2012-03-07 Thread Songhaibin
  5. Section 10.6, paragraph 2, second sentence, When the attacker is sent
  to.../ When the authorization code request is sent to...
 
 Not sure what you mean.

I mean you may have to change the attacker is sent to... to the 
authorization code is sent to

BR,
-Haibin

 -Original Message-
 From: Eran Hammer [mailto:e...@hueniverse.com]
 Sent: Thursday, March 08, 2012 8:16 AM
 To: Songhaibin; tsv-...@tools.ietf.org; draft-ietf-oauth...@tools.ietf.org
 Cc: tsv-...@ietf.org; oauth@ietf.org; Martin Stiemerling
 Subject: RE: tsv-dir review of draft-ietf-oauth-v2-23
 
 Thanks Haibin.
 
  -Original Message-
  From: Songhaibin [mailto:haibin.s...@huawei.com]
  Sent: Wednesday, February 15, 2012 1:33 AM
 
  Nits:
  1. Section 3.1, paragraph 4, the last sentence is confusing, is it the
  authorization server who sends the request to the authorization endpoint?
  Or is it the resource owner?
 
 The client. Added clarification in section 3.

··········

#### Set exercise a:
Reproduce the email thread verbatim, beginning at the words "Thanks Haibin." and stopping after "in section 3.".

··········

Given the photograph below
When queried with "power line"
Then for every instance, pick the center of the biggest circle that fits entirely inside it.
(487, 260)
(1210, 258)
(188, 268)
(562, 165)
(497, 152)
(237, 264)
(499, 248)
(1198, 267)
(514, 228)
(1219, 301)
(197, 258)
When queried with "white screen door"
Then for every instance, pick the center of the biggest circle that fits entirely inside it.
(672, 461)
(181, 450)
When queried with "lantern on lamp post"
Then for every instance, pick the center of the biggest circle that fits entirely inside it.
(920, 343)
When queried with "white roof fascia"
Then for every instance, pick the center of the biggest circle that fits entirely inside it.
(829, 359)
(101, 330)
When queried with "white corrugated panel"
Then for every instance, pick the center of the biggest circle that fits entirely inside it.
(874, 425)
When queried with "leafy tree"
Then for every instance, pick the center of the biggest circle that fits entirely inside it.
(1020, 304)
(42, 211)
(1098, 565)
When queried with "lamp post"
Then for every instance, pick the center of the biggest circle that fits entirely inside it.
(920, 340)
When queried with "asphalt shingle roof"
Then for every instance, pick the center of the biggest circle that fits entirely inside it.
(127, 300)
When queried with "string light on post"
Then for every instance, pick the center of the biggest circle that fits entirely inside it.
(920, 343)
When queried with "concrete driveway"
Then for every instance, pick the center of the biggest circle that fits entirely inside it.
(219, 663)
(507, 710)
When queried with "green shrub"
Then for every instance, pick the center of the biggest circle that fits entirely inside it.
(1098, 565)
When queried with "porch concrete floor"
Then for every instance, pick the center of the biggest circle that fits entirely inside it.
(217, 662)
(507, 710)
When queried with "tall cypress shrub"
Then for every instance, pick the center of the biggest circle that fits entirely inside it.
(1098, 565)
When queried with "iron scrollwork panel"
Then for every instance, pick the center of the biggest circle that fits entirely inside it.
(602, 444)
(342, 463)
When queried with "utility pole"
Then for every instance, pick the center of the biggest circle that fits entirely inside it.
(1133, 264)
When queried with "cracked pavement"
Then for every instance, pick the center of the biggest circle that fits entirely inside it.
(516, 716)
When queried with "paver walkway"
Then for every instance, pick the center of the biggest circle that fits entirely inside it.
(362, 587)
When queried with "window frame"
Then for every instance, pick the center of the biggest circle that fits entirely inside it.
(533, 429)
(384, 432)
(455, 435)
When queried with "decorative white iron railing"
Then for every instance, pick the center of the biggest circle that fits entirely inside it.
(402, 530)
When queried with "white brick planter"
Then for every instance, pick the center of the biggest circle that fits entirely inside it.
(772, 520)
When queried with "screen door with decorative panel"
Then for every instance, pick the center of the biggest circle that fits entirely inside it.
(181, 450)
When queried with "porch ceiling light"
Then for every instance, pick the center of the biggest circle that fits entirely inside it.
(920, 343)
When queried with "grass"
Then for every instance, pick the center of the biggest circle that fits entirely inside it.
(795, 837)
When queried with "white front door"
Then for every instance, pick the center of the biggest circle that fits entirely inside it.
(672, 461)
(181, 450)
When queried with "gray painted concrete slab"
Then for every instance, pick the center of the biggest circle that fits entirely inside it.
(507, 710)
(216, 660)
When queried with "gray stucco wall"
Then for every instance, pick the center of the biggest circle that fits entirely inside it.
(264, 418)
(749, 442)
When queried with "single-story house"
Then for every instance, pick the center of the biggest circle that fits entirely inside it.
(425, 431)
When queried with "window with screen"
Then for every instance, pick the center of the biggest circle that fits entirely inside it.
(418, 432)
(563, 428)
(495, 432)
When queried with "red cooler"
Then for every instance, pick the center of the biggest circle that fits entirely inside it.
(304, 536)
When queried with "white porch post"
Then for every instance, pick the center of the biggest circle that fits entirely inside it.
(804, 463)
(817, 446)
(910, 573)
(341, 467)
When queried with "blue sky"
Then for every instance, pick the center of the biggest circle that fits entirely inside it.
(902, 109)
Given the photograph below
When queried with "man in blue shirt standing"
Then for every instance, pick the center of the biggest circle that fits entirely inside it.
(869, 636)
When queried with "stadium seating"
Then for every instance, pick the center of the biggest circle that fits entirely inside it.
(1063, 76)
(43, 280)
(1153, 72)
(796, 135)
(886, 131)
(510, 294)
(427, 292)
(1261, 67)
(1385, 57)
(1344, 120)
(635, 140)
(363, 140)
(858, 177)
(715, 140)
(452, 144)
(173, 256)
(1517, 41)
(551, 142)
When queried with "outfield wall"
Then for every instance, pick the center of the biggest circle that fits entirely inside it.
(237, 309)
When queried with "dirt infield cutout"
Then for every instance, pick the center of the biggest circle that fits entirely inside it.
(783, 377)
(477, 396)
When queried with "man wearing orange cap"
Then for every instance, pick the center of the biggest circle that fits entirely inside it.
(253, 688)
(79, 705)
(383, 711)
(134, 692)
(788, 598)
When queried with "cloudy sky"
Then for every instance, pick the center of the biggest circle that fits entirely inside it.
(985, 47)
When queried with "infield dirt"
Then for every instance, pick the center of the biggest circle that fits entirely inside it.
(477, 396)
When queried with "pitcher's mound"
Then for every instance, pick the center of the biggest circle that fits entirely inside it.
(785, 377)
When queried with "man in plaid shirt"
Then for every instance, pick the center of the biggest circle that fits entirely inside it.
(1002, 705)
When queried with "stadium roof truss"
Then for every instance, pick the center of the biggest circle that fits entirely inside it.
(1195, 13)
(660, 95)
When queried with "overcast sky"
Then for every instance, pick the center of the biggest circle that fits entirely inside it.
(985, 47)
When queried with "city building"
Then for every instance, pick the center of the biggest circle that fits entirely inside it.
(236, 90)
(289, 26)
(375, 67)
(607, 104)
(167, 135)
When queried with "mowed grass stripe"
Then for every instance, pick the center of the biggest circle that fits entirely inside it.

··········

#### Set exercise b:
Find each line in the entries that contains the string "white" and copy those lines verbatim.

#### Expected answer a:
Thanks Haibin.
 
  -Original Message-
  From: Songhaibin [mailto:haibin.s...@huawei.com]
  Sent: Wednesday, February 15, 2012 1:33 AM
 
  Nits:
  1. Section 3.1, paragraph 4, the last sentence is confusing, is it the
  authorization server who sends the request to the authorization endpoint?
  Or is it the resource owner?
 
 The client. Added clarification in section 3.

#### Expected answer b:
When queried with "white screen door"
When queried with "white roof fascia"
When queried with "white corrugated panel"
When queried with "decorative white iron railing"
When queried with "white brick planter"
When queried with "white front door"
When queried with "white porch post"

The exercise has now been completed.